▶ Selected extract:
Mag By Craig Gabriel
FRIENDS AND RIVALS - NOVAK PREVAILS IN NEW YORK
Last year Novak Djokovic skipped the US Open because of injury, it was the first time he had skipped a major. By comparison since 2010 Juan Martin del Potro has missed 14 majors. To see them in full physical health contesting the US Open final was impressive considering what they had been through.
Djokovic defeated Del Potro for the 15th time in 19 matches to win his third US Open and 14th career major 6-3, 7-6, 6-3 in three hours 16 minutes. The result allowed him to be tied in third place with his hero Pete Sampras for the most majors won. Roger Federer and Rafa Nadal are ahead of them.
The victory also allowed Djokovic to return to the top three and it marks the first time since 5th April 2015 that the top three in the rankings are Nadal, Federer and Djokovic.
“If you told me in February this year when I got the surgery that I'll win Wimbledon, US Open, and Cincinnati, would be hard to believe,” Djokovic said. “But at the same time there was always part of me that imagined and believed and hoped that I can get back on the desired level of tennis very soon.

▶ Data shown:
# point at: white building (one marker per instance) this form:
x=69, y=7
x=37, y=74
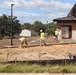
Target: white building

▶ Study questions:
1. Write out the passage from the article on Djokovic's US Open win from "Mag By Craig" to "Federer and Djokovic.".
2. Answer these questions using the article on Djokovic's US Open win above the lines.
(a) How many majors has Juan Martin del Potro missed since 2010?
(b) How long did the final take?
(c) On what date were the top three in the rankings last Nadal, Federer and Djokovic before this victory?
3. Carry on the article about Djokovic's US Open win from the point where it stops, above the lines.

▶ Answers to this exercise:
1.
Mag By Craig Gabriel
FRIENDS AND RIVALS - NOVAK PREVAILS IN NEW YORK
Last year Novak Djokovic skipped the US Open because of injury, it was the first time he had skipped a major. By comparison since 2010 Juan Martin del Potro has missed 14 majors. To see them in full physical health contesting the US Open final was impressive considering what they had been through.
Djokovic defeated Del Potro for the 15th time in 19 matches to win his third US Open and 14th career major 6-3, 7-6, 6-3 in three hours 16 minutes. The result allowed him to be tied in third place with his hero Pete Sampras for the most majors won. Roger Federer and Rafa Nadal are ahead of them.
The victory also allowed Djokovic to return to the top three and it marks the first time since 5th April 2015 that the top three in the rankings are Nadal, Federer and Djokovic.

2.
(a) 14
(b) Three hours 16 minutes
(c) 5th April 2015

3.
“I expected, to be honest, quite frank, after surgery that I'll be back on a high level quite fast. But, you know, it took me actually three, four months really. In that process, I learned a lot about myself, learned to be patient, which was never really a stronger side of me.
“But at the same time, you know, life showed me that it takes time for good things, it takes time to really build them, for things to fall into place, so you can centre yourself, balance yourself and thrive. The last two months have been terrific.”
And because he had been through the time off the tour because of injury and surgery he empathised with Delpo and his emotions after losing. Sure he was disappoint and sad at losing but the reality that struck the Argentine is that he was back playing at the highest level feeling fully fit when not that long ago he was considering leaving the sport because the injuries to his wrist would not let him play.
“To be honest, I was crying till now,” Del Potro said. “I'm very sad for being a loser today. But Novak deserved to take the trophy. He played a great match, very smart game. I had my opportunities during second and third set. But I was playing almost at the limit all the time, looking for winners with my forehands, backhands, and I couldn't make it because Novak were there every time. He's a great champion. So, I'm glad for him.
“(But) enjoyed everything. The worst part to me is the chances that I couldn't make it of the game. But then when you see a friend holding the trophy, it's good, too. I'm glad that Novak is the champion. He deserve to be. I will come back next year trying to take my trophy in my favourite tournament once again.”
He stressed how sad he was to lose the final because he had “too much passion playing the final” but expressed his happiness for Novak because “when you see a friend holding the trophy, its good, too”.
This final was such a welcome contrast to what had gone the day before with the women’s final.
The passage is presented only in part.